* BEGIN DOCUMENT PASSAGE *

A few of my pocket squares: Paul Smith, Reiss, TM Lewin, Tie Rack and Marks and Spencer

I’m starting a series on men’s accessories called ‘Mind The Details.’ ‘Mind The Details’ will explore men’s accessories and how they add value to your look. The purpose is to identify certain pieces that will take your dress game to the next level with little effort. To kick this off, lets start with my favourite piece of accessory, the pocket square.

If you have being reading my blog then you would know that whenever I talk about a fashion piece, I like to give a brief background or history to get things into perspective. I would’ve loved to do the same for the pocket square but I am not even going to try.

Simple reason being the origin of this piece of accessory is so unclear that different writers attribute it to different “inventors” from varying civilization. Because I like to talk in absolutes and facts except when I am expressing my views and opinions (which I usually make clear), I will leave the origins of this beautiful piece to the historians.

Packet square with a double breasted blazer

I have no intentions of digging up the remains of King Richard 11 of England (1367 – 1400) to ask him whether he had a hand in creating the pocket square. And just in case you are indeed interested in finding out the origins, please come back and share with us. Word of caution though, history favors the views of the writer regardless of facts.

Now that we got that out of the way, let’s have a quick look at how the pocket square was used hundreds of years ago and try to relate it to present day use.

* END DOCUMENT PASSAGE *
* BEGIN INFORMATION PROVIDED *

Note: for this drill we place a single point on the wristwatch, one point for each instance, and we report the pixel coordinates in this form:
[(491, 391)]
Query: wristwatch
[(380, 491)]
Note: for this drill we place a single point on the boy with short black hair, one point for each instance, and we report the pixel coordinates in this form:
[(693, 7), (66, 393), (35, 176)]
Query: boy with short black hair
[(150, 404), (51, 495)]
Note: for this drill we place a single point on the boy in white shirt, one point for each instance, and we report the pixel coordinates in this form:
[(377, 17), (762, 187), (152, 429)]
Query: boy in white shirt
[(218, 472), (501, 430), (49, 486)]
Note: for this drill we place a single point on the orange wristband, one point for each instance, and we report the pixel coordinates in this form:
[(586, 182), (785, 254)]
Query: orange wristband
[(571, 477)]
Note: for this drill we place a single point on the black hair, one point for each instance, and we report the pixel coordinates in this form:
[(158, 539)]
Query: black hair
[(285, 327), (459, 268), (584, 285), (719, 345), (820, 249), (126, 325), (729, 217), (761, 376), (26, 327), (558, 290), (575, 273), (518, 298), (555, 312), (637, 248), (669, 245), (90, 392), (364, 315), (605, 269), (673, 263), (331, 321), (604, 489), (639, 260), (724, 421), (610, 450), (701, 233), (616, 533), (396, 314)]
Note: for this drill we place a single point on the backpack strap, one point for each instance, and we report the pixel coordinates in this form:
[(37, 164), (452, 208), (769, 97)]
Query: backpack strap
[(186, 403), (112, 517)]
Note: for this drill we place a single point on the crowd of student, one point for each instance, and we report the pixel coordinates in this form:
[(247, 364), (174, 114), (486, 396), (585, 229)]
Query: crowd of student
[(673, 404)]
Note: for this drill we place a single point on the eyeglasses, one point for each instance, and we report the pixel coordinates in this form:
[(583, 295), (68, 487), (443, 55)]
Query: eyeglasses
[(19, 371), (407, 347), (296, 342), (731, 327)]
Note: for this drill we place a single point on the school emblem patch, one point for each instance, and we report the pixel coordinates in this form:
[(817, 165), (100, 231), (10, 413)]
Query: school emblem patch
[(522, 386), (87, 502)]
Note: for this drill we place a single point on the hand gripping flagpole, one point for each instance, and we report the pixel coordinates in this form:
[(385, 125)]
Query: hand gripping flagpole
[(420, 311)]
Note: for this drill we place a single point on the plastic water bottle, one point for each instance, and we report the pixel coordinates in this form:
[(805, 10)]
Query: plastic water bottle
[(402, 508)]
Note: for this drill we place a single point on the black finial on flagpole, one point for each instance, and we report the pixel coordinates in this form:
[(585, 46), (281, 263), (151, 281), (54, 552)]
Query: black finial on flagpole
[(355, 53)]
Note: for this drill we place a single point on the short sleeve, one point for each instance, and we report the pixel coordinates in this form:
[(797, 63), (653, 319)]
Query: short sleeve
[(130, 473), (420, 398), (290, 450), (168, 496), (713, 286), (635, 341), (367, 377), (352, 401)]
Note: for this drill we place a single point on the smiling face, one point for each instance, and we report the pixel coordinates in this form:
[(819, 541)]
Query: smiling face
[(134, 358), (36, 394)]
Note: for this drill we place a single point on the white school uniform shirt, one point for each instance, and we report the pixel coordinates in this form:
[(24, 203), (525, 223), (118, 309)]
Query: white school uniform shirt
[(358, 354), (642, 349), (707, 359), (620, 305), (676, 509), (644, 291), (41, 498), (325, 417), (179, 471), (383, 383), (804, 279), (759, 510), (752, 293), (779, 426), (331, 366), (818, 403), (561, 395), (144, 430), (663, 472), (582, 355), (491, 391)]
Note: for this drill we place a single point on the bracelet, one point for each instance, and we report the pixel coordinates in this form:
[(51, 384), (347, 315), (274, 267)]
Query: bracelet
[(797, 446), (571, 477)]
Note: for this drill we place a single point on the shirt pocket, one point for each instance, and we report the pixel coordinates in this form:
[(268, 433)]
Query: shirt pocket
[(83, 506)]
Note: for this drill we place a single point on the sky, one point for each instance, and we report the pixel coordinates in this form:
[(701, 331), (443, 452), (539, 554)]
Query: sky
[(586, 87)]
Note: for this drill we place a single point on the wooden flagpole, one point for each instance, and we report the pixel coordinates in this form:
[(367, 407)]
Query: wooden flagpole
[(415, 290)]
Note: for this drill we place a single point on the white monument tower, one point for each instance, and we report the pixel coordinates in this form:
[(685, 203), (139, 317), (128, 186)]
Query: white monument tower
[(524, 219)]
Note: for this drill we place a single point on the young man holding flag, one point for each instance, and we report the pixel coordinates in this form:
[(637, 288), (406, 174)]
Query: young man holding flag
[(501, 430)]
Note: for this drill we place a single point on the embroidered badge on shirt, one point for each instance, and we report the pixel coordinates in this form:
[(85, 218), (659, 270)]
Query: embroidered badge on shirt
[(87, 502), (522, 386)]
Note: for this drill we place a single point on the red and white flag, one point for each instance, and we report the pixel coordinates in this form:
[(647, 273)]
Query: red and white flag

* END INFORMATION PROVIDED *

▶ **EXERCISE BRIEF**
Write out the part of the pocket square post that begins with the words containing "Simple reason being" and ends with "to the historians.", copied word for word.

▶ **RESULT FOR THIS TASK**
Simple reason being the origin of this piece of accessory is so unclear that different writers attribute it to different “inventors” from varying civilization. Because I like to talk in absolutes and facts except when I am expressing my views and opinions (which I usually make clear), I will leave the origins of this beautiful piece to the historians.